— start of Excerpt to read —

- Digital album cover

EP by AKMU
- Released: May 4, 2016
- Genre: K-pop; folk-pop;
- Length: 21:29
- Language: Korean
- Label: YG; KT;
- Producer: Lee Chan-hyuk

AKMU chronology
| Play (2014) | Spring (2016) | Winter (2017) |

Alternative cover
- Physical album cover

Singles from Spring
- "Re-Bye" Released: May 4, 2016; "How People Move" Released: May 4, 2016;

= Spring (AKMU EP) =

Spring is the first extended play and second musical release by South Korean brother-sister duo, AKMU.

==Background==
On April 25, 2016, YG Entertainment revealed the first teaser picture, with the title of the album. On April 27, they released an artist film for the album. Two days later, the album's track list was revealed.

==Promotion and release==
The album was released digitally on May 5 and physically on May 11, 2016. AKMU held a mini-concert on May 5. The concert was broadcast on Naver's V app.

— end of Excerpt to read —

Set exercise 1.
State how many lines in the records below contain the string "covered". Provide only the number.

— start of Input data —

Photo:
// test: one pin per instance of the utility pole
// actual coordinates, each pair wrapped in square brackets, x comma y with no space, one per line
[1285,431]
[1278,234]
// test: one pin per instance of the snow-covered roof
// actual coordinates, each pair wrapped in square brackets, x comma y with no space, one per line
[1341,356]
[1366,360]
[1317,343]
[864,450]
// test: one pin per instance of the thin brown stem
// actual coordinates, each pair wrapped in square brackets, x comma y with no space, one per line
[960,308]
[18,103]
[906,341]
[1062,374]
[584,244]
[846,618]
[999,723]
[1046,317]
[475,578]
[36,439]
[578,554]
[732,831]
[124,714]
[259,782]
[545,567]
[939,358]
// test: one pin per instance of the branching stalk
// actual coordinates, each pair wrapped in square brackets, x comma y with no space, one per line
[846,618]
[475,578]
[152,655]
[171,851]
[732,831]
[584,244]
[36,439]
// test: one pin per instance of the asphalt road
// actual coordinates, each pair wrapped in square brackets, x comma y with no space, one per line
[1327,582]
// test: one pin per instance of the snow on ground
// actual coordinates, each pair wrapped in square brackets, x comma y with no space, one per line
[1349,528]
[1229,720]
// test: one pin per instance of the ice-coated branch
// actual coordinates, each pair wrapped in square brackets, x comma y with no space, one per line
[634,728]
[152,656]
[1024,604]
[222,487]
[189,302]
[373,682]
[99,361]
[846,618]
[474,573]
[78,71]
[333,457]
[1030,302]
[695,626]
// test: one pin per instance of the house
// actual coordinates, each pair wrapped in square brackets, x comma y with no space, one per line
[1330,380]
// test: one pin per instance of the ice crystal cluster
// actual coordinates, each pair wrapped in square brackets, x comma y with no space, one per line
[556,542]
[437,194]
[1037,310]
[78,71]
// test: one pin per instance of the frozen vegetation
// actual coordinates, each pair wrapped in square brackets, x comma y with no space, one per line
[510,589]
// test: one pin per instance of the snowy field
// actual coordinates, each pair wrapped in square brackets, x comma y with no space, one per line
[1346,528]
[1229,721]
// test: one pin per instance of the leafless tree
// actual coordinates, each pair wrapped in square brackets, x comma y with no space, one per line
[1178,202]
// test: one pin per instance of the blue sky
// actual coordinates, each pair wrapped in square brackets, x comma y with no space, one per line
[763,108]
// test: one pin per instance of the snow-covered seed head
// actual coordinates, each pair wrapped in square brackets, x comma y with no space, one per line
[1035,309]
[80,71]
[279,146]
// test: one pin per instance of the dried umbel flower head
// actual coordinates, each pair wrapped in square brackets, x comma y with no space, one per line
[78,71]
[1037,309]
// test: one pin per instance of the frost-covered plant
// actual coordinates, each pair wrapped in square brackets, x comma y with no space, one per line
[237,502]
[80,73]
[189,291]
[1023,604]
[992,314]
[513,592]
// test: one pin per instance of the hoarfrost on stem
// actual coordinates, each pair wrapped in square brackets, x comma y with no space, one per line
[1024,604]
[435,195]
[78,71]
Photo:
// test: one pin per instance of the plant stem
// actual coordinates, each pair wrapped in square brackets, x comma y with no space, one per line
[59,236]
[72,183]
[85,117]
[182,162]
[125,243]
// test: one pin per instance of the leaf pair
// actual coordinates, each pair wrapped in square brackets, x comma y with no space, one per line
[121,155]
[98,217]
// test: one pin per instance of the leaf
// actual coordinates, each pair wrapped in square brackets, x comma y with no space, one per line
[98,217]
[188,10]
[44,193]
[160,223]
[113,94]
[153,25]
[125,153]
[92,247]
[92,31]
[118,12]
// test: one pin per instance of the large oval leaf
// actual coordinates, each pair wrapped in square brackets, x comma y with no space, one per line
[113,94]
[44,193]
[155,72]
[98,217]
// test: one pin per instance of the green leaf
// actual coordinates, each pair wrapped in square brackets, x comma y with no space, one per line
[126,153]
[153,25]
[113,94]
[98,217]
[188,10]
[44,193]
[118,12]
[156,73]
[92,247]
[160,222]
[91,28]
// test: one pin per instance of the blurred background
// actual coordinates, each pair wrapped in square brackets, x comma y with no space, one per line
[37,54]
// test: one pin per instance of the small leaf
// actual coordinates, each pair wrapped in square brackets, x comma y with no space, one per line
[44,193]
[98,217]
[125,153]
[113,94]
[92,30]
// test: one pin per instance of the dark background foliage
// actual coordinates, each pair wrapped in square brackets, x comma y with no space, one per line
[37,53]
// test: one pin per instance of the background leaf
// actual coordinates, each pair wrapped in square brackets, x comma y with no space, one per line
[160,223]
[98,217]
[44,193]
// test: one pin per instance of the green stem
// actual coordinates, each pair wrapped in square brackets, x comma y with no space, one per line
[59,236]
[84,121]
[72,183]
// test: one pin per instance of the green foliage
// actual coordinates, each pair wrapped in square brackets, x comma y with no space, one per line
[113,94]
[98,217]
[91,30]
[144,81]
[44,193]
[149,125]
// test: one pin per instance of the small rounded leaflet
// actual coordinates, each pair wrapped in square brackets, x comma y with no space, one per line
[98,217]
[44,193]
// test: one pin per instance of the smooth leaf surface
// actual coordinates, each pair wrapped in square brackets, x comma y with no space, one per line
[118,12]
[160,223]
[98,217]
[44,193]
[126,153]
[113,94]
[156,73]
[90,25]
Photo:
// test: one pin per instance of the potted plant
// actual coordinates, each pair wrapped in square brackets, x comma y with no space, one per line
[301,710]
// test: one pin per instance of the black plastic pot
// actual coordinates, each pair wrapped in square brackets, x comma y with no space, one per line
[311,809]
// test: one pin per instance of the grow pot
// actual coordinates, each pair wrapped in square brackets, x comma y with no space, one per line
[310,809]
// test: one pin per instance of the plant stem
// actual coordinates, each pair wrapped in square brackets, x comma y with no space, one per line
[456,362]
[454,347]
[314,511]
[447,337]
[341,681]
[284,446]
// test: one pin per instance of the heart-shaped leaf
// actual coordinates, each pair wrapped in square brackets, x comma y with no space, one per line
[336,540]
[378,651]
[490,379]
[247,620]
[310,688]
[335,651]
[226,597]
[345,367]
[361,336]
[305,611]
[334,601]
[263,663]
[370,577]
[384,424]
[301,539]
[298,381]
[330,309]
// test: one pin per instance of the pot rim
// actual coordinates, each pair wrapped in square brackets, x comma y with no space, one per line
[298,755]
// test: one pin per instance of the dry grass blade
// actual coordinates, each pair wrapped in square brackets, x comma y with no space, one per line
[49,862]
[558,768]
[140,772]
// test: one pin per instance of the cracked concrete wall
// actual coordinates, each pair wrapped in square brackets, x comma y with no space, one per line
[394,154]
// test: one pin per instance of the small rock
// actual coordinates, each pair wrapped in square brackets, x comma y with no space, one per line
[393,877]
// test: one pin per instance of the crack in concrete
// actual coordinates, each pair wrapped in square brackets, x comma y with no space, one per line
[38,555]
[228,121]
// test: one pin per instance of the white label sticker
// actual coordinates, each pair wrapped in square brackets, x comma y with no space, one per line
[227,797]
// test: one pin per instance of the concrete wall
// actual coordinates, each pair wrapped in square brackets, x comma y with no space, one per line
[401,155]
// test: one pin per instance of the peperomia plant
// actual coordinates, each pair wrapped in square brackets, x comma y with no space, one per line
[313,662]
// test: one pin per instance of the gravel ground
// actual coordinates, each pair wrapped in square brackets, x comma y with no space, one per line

— end of Input data —

Set exercise 2.
According to the article on the Spring EP, on what platform was AKMU's mini-concert broadcast?

Written answer 1.
3

Written answer 2.
Naver's V app